[START OF Provided passage]

Fri Jan 22, 2010 6:13pm EST

(Refiles to add dropped letter, paragraph 16)

* Geithner, Summers seen still wielding huge influence

* Volcker had been outspoken on "too big to fail" concern

* Ex-Fed chief consulting about bank plan with lawmakers (Adds Summers quote, paragraph 24)

By Caren Bohan

WASHINGTON, Jan 22 (Reuters) - When U.S. President Barack Obama launched a fight with Wall Street by announcing a new plan to limit banks' size, the man standing at his side was former Federal Reserve Chairman Paul Volcker.

Volcker's clout on the White House economic team was on full display as the 6-foot-7-inch longtime adviser took the choice spot next to Obama, who named his proposal to restrict bank trading activities "the Volcker Rule."

The 6-foot-1 Obama referred to Volcker as "this tall guy behind me."

U.S. Treasury Secretary Timothy Geithner and senior economic adviser Lawrence Summers -- who attended the announcement but at a greater distance from the president -- still wield a tremendous amount of power.

Volcker, who commands respect on Wall Street and among both Democrats and Republicans, is seeing a resurgence of his influence after venting frustrations to friends that he had been left out in the cold when it came to economic decision-making at the White House.

[END OF Provided passage]

(Challenge 1): Reproduce the stretch of the entries from the line containing "and white striped" through the end of the entries, leaving out the pictures.
The text and the entries come from separate sources.

[START OF Records supplied]

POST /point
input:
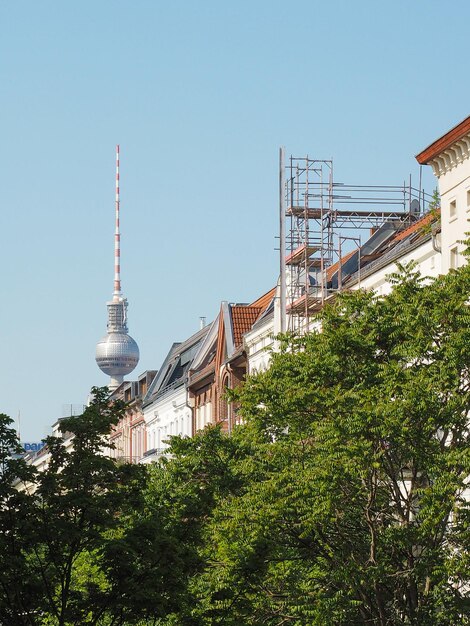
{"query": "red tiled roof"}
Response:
(444, 142)
(243, 318)
(334, 268)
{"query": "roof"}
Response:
(444, 142)
(421, 223)
(387, 245)
(176, 365)
(243, 318)
(265, 300)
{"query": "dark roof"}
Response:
(175, 367)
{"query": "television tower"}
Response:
(117, 354)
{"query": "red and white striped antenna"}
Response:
(117, 238)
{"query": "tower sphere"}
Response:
(117, 354)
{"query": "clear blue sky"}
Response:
(200, 95)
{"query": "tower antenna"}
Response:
(117, 238)
(117, 354)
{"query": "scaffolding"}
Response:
(319, 219)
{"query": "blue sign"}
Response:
(32, 447)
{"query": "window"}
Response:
(454, 258)
(453, 209)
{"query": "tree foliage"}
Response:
(354, 510)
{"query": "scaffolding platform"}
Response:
(301, 254)
(309, 304)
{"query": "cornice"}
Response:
(449, 150)
(451, 157)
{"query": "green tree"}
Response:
(353, 507)
(20, 588)
(82, 497)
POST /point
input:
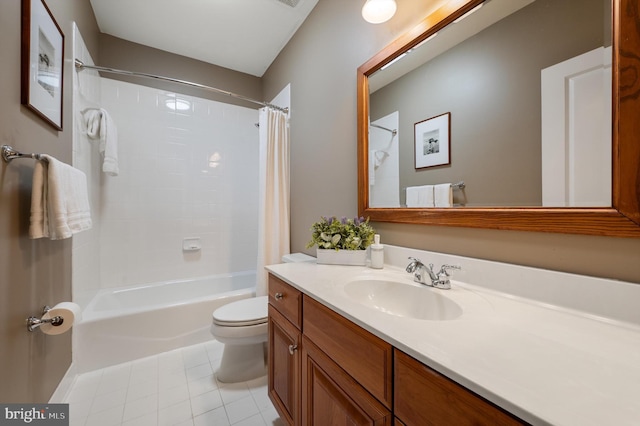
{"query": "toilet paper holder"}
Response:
(34, 322)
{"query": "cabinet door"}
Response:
(284, 367)
(331, 397)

[END OF Records supplied]

(Challenge 2):
Answer these questions from the Reuters report on the bank plan:
(a) How tall is Volcker, according to the report?
(b) What name did Obama give his proposal to restrict bank trading activities?
(c) Who wrote the report?

(Result 1):
{"query": "red and white striped antenna"}
Response:
(117, 238)
{"query": "tower sphere"}
Response:
(117, 354)
{"query": "clear blue sky"}
Response:
(200, 95)
{"query": "tower antenna"}
Response:
(117, 238)
(117, 354)
{"query": "scaffolding"}
Response:
(319, 219)
{"query": "blue sign"}
Response:
(32, 447)
{"query": "window"}
Response:
(454, 258)
(453, 209)
{"query": "tree foliage"}
Response:
(354, 510)
{"query": "scaffolding platform"}
Response:
(301, 254)
(309, 304)
{"query": "cornice"}
Response:
(449, 150)
(451, 157)
{"query": "green tree"}
Response:
(353, 507)
(20, 588)
(82, 497)
POST /point
input:
{"query": "toilet paper holder"}
Response:
(34, 322)
{"query": "cabinet door"}
Response:
(284, 367)
(331, 397)

(Result 2):
(a) 6 feet 7 inches
(b) "the Volcker Rule"
(c) Caren Bohan